§ **Required work**: Would you repeat the entries beneath, with nothing changed?

(Saved entries)
>>>>

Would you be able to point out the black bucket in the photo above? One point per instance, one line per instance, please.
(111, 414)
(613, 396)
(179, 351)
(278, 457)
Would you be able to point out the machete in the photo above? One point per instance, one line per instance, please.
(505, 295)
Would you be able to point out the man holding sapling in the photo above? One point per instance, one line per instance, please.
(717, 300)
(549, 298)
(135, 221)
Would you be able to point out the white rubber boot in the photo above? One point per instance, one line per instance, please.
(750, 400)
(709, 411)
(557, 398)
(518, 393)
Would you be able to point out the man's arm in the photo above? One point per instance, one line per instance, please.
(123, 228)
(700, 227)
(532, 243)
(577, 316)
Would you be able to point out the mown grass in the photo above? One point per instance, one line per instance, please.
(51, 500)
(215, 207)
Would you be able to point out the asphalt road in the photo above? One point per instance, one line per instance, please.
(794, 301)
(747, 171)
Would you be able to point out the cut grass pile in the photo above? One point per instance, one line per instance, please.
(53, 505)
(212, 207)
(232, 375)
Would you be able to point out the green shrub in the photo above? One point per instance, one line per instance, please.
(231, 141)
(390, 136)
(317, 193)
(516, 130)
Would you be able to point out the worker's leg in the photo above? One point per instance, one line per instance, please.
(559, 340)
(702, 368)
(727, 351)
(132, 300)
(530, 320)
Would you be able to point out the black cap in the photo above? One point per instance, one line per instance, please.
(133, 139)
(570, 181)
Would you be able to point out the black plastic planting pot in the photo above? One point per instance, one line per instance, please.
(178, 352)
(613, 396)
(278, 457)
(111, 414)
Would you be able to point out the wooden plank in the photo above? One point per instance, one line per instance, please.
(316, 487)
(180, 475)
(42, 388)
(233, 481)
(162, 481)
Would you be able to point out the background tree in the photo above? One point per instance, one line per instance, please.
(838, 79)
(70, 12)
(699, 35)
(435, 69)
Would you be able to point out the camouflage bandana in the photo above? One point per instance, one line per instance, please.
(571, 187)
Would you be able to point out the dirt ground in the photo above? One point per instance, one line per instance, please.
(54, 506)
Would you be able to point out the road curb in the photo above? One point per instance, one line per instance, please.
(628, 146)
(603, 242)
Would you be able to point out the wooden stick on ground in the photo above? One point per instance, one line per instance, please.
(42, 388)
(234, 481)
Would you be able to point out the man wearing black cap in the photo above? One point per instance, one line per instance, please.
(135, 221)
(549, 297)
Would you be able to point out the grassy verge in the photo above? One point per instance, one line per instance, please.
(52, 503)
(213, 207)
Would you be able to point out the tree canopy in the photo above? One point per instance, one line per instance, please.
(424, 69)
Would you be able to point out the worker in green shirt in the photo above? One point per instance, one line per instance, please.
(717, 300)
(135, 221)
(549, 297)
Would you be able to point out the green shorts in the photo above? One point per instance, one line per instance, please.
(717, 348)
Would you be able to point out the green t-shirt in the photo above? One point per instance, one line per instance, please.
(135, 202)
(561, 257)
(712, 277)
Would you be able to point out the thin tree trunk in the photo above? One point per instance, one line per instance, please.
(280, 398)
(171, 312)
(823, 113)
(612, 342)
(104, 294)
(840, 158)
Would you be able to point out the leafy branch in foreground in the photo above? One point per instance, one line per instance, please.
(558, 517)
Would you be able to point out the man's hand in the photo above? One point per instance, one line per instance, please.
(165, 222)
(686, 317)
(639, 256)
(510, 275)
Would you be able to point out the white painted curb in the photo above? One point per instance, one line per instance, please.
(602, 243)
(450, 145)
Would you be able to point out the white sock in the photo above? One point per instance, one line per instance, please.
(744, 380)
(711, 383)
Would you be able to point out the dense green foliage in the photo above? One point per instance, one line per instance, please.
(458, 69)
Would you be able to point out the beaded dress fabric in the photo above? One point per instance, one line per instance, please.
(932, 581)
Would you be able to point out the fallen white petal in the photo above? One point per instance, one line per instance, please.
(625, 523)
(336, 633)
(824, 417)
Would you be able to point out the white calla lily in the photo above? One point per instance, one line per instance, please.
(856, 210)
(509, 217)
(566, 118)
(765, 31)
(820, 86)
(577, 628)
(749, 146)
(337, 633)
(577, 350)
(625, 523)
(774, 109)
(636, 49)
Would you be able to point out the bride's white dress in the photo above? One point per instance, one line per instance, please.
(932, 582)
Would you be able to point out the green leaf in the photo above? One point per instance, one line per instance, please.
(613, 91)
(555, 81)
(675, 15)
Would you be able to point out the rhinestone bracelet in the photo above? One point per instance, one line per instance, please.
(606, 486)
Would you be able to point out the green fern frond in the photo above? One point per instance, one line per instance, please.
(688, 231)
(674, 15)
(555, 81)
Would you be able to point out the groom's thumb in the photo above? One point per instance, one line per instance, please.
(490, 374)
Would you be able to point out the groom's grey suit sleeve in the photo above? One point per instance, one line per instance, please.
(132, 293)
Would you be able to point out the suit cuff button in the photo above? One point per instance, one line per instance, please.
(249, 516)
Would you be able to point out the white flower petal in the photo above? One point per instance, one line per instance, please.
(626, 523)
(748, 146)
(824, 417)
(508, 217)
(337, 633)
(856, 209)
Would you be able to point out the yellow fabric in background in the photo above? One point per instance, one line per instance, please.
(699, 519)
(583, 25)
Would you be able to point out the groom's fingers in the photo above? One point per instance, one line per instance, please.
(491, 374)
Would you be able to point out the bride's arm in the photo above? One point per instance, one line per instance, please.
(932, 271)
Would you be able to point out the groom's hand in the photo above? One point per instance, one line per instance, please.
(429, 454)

<<<<

§ **Solved exercise**:
Would you be able to point out the black bucket in the photo above? One point per instance, one line per instance, please.
(111, 414)
(613, 396)
(179, 351)
(278, 457)
Would you be able to point out the machete in the photo above? One point per instance, one line per instance, please.
(505, 295)
Would you be able to point out the man holding sapling in the photo above? One point per instance, one line per instance, please.
(717, 300)
(549, 298)
(135, 221)
Would you be able to point out the white rubber boot in the photo above? One point per instance, one line per instance, please.
(750, 400)
(709, 411)
(557, 398)
(518, 393)
Would you be able to point out the man's arm in the photo above? One point per instance, one line per instance, please.
(123, 228)
(700, 227)
(532, 243)
(577, 316)
Would you be able to point out the mown grass in the photo above? One point per instance, one line per instance, please.
(51, 500)
(215, 207)
Would you be able to point out the asphalt road in the photo above? One point per instance, one line per instance, please.
(794, 301)
(747, 171)
Would you be able to point out the cut grass pile in the photo above? One point per instance, one line per instance, please.
(53, 505)
(212, 207)
(232, 375)
Would you be able to point out the green shrub in the photo above? One point per instance, one line per instance, please.
(231, 141)
(390, 136)
(317, 193)
(516, 130)
Would you be able to point out the worker's leg in the photo above? One point per instance, one line per instance, please.
(559, 340)
(702, 368)
(727, 351)
(132, 300)
(530, 320)
Would you be able to point out the black cap in the photo above? One point per instance, one line per instance, please.
(133, 139)
(570, 181)
Would you be able to point out the black plastic planting pot in the photo above? One point per instance, one line per instance, please.
(178, 352)
(613, 396)
(278, 457)
(111, 414)
Would you be able to point out the wooden plank in the photo above? One point per instance, one line per instance, please.
(316, 487)
(180, 475)
(42, 388)
(233, 481)
(162, 481)
Would you be able to point out the background tree in the photo above? One point per instance, one line per instance, please.
(838, 79)
(70, 12)
(699, 35)
(435, 69)
Would you be able to point out the camouflage bandana in the photo above? One point per instance, one line per instance, please.
(571, 187)
Would you be able to point out the dirt ground in the photo above? One point per instance, one line per instance, please.
(54, 506)
Would you be able to point out the road curb in the photo above? One point per instance, one line per instance, please.
(628, 146)
(603, 242)
Would you be able to point out the wooden stick on ground in the photo above? One point per instance, one line per instance, please.
(42, 388)
(234, 481)
Would you be able to point out the man wearing black cap in the photo above? One point per instance, one line per instance, please.
(135, 221)
(549, 297)
Would you be able to point out the grassy verge in the photo above? One point per instance, one line per instance, please.
(52, 503)
(213, 207)
Would you be able to point out the tree canopy in the photo above? One point per instance, one line per instance, please.
(424, 69)
Would you be able to point out the worker in green shirt in the photo above? One point per instance, one line per instance, please.
(717, 300)
(135, 221)
(549, 297)
Would you be able to point out the green shorts in the photo above? One point per instance, one line per instance, please.
(717, 348)
Would you be able to point out the green t-shirt in the photo above? One point per instance, one line per instance, please.
(135, 202)
(561, 257)
(712, 277)
Would you be able to point out the thin tree trunk in the photo above? One point per instance, one line per instance, please.
(280, 398)
(171, 312)
(823, 113)
(612, 342)
(104, 294)
(840, 158)
Would you be able to point out the leafy branch in foreground in the photo above? One point per instance, one line per instance, please.
(558, 517)
Would you be able to point out the man's hand in the photo above? One point per instance, one line per instance, please.
(165, 222)
(686, 317)
(639, 256)
(510, 275)
Would you be able to point out the white painted curb in the photo above? One point per instance, one line per instance, please.
(602, 243)
(450, 145)
Would you be able to point out the white sock in the photo above? One point per instance, one line per instance, please.
(744, 380)
(711, 383)
Would you be able to point out the dense green foliage in the photo above? One point per instance, one line per instance, please.
(458, 69)
Would you be able to point out the beaded dress fabric in the photo above? One point per instance, one line per instance, please.
(932, 581)
Would you be able to point out the fallen white petal in the photo above? One point per instance, one line per instance, please.
(625, 523)
(336, 633)
(824, 417)
Would you be able to point out the white calla lily in the photo above? One point per instance, one line per instance, please.
(856, 210)
(509, 217)
(566, 118)
(765, 31)
(820, 86)
(577, 628)
(749, 146)
(337, 633)
(577, 350)
(625, 523)
(774, 109)
(636, 49)
Would you be able to point out the bride's white dress in the photo above? One point per instance, one line per instance, please.
(932, 582)
Would you be able to point out the green leaf in the photo above? One point per instance, one line per instance, please.
(613, 91)
(555, 81)
(675, 15)
Would you be able to point out the rhinestone bracelet in the photo above? One point per instance, one line per instance, please.
(606, 486)
Would you be able to point out the green fern frond in the photo above? One point per instance, one line per instance, please.
(688, 231)
(674, 15)
(555, 81)
Would you be able to point out the groom's thumb in the photo above? One point per instance, one line per instance, please.
(490, 374)
Would you be able to point out the groom's grey suit sleeve in the photo above? One point per instance, one line per instance, please.
(132, 293)
Would you be able to point out the suit cuff button in the photo above? One point per instance, one line per instance, please.
(249, 516)
Would you be able to point out the white flower petal in the photo above? One point per instance, one line per instance, please.
(626, 523)
(748, 146)
(824, 417)
(508, 217)
(337, 633)
(856, 209)
Would you be able to point out the yellow fabric in background in the photo above? One point per instance, one line per instance, please.
(699, 519)
(583, 25)
Would you be able to point out the groom's fingers in the photo above? One point per instance, one line per instance, please.
(491, 374)
Would you be able to point out the bride's arm in the photo above? One point per instance, one line per instance, please.
(932, 271)
Would you be able to point out the groom's hand in the photo above? One point per instance, one line per instance, please.
(429, 454)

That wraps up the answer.